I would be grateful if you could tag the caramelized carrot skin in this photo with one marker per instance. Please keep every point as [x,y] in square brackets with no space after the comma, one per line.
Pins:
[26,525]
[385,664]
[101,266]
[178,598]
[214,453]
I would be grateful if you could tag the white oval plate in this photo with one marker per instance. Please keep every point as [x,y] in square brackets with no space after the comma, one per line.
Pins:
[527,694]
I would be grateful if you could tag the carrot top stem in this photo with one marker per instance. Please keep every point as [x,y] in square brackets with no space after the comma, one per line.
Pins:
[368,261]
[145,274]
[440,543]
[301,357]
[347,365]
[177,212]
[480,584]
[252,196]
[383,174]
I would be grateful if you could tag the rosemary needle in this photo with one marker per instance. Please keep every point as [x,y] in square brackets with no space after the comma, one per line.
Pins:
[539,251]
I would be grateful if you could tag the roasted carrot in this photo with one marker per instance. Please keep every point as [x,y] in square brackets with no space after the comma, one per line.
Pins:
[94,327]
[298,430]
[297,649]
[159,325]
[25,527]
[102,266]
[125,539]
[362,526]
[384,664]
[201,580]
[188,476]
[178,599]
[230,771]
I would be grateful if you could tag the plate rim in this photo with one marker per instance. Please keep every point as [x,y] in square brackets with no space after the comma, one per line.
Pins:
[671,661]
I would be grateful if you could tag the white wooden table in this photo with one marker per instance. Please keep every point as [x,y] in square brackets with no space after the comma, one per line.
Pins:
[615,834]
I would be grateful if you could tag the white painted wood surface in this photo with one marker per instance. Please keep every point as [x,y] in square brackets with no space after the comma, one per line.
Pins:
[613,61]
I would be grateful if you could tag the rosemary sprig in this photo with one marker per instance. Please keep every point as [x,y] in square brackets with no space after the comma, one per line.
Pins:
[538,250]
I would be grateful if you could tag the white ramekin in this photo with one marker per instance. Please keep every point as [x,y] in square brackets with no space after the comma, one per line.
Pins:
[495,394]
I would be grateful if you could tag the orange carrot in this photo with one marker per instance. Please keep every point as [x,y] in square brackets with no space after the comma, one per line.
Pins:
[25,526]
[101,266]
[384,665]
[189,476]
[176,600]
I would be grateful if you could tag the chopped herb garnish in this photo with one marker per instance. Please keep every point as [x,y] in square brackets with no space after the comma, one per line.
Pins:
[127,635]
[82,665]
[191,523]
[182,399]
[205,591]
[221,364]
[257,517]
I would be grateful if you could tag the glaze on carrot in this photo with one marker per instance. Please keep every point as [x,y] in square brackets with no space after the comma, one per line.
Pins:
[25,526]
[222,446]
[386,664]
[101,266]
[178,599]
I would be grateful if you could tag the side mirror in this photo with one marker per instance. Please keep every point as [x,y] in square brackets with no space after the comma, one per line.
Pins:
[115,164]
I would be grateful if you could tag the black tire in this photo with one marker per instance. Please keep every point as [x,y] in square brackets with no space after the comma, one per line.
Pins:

----

Exercise details
Would you copy out exactly the lines above that start at the one containing "I would be grateful if you could tag the orange" and end at the one containing "I would be grateful if you could tag the glaze", inclusive?

Expected answer
I would be grateful if you could tag the orange carrot in this photo with one marker per instance. Please keep every point as [x,y] in square brackets with no space after the comma, one per line.
Pins:
[25,526]
[101,266]
[384,665]
[189,476]
[176,600]
I would be grateful if you could tag the chopped herb garnish in this photo with one marker per instance. Please keep every point as [x,y] in square brackets with no space after the comma, one per line.
Pins:
[127,635]
[82,665]
[191,523]
[182,399]
[205,591]
[221,364]
[257,517]
I would be grateful if you could tag the glaze on carrot in this photo with one marker per instance. Please keep every point as [x,y] in square brackets with no space after the comma, one per line.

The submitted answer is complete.